>>>>
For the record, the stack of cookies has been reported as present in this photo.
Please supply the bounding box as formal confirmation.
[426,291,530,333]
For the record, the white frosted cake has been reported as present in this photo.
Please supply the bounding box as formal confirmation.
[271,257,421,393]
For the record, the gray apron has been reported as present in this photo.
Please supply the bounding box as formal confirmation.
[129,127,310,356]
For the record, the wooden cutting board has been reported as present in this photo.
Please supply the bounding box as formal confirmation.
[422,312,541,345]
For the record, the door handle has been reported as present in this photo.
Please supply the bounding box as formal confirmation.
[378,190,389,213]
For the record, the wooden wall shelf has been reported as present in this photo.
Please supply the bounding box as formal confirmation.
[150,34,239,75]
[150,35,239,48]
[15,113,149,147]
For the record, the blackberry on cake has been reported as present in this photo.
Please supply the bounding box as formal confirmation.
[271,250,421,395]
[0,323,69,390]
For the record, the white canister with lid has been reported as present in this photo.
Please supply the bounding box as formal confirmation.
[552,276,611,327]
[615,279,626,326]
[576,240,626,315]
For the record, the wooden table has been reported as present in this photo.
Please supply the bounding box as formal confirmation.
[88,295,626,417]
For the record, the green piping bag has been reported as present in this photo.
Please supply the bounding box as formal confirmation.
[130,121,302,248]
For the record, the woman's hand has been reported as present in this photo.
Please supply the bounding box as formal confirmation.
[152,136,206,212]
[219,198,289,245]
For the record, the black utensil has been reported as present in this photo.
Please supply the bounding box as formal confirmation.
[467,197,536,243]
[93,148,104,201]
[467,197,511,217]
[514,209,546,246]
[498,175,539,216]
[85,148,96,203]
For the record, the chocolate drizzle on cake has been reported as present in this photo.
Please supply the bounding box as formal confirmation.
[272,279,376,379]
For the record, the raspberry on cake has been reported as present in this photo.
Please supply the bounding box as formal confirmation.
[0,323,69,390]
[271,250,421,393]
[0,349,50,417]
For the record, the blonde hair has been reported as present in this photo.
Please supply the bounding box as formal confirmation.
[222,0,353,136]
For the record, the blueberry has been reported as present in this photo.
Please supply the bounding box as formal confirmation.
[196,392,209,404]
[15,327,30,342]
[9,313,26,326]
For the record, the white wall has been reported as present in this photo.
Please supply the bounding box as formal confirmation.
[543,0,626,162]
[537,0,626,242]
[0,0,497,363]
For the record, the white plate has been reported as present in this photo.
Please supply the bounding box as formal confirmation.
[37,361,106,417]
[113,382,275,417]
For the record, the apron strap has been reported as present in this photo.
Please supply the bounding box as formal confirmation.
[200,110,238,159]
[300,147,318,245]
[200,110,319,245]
<<<<
Copy out all the records above, putting "official confirmation" in place of "formal confirmation" each time it occurs and leaving every other line and word unchanged.

▸ EXERCISE SOLUTION
For the record, the stack of cookies has been reported as present in this photo.
Please supply the bounding box as official confirmation.
[426,291,530,333]
For the record, the white frosted cake has been reported as present in this photo.
Please supply the bounding box as official confirmation.
[271,257,421,393]
For the record, the gray apron has been reported as present in this photo.
Please supply the bounding box as official confirmation.
[129,127,310,356]
For the record, the wooden cutting board has been reported as present in this photo.
Please supply the bounding box as official confirmation.
[422,312,541,345]
For the record, the door handle has been reported as present in this photo.
Please supply the bounding box as official confirmation.
[378,190,389,213]
For the record, the wooden wall shelf has been reported as present in this photo.
Please supply the bounding box as official confirmation.
[150,34,239,75]
[150,35,239,48]
[15,113,149,147]
For the record, the blackberry on cake has been reported as present in this photo.
Please supply the bounding box as official confirmation.
[271,250,421,395]
[0,323,69,390]
For the record, the white canister with lid has been reported as present in this photo.
Please supply the bounding box as official confirmation.
[552,276,611,327]
[615,279,626,326]
[576,240,626,315]
For the record, the wooden table has been reported as present in this photo.
Please supply the bounding box as official confirmation.
[88,295,626,417]
For the record, the green piping bag has been reported as present in this photo.
Please supply the bounding box as official confirmation.
[130,121,302,248]
For the record, the woman's hand has been reported as present in this photo.
Please supply the bounding box as official confirmation.
[152,136,206,212]
[219,198,289,245]
For the record, the black utensil has been reported as present in this photo.
Please supply the bounding box as official confirmation.
[467,197,536,243]
[93,148,104,201]
[467,197,511,217]
[514,209,546,246]
[498,175,539,216]
[85,148,96,203]
For the record, the chocolate drizzle on cake has been reported as present in this photo.
Please supply the bounding box as official confirmation.
[272,279,376,379]
For the record, the raspberry on cake has been reported as present in this photo.
Please supply the bounding box as official confirmation.
[0,323,69,390]
[271,250,421,393]
[0,349,50,417]
For the record, the blonde hair has been reported as present in this photo.
Please supply the bounding box as official confirmation.
[222,0,353,136]
For the record, the blueberry has been reported as present in this photo.
Please supply the bounding box as official confirmation.
[196,392,209,404]
[15,327,30,342]
[9,313,26,326]
For the record, the white wall has been reported as present in this photo.
Please supply the bounding box as official confirmation.
[543,0,626,162]
[537,0,626,242]
[0,0,497,363]
For the record, the white plate has been reported as present in this photo.
Please supply the bounding box as official confirmation.
[37,361,106,417]
[113,382,275,417]
For the record, the apron strap has been reported as present in this photo.
Please supply the bounding box as official confirmation.
[200,110,238,159]
[300,147,318,245]
[200,110,319,245]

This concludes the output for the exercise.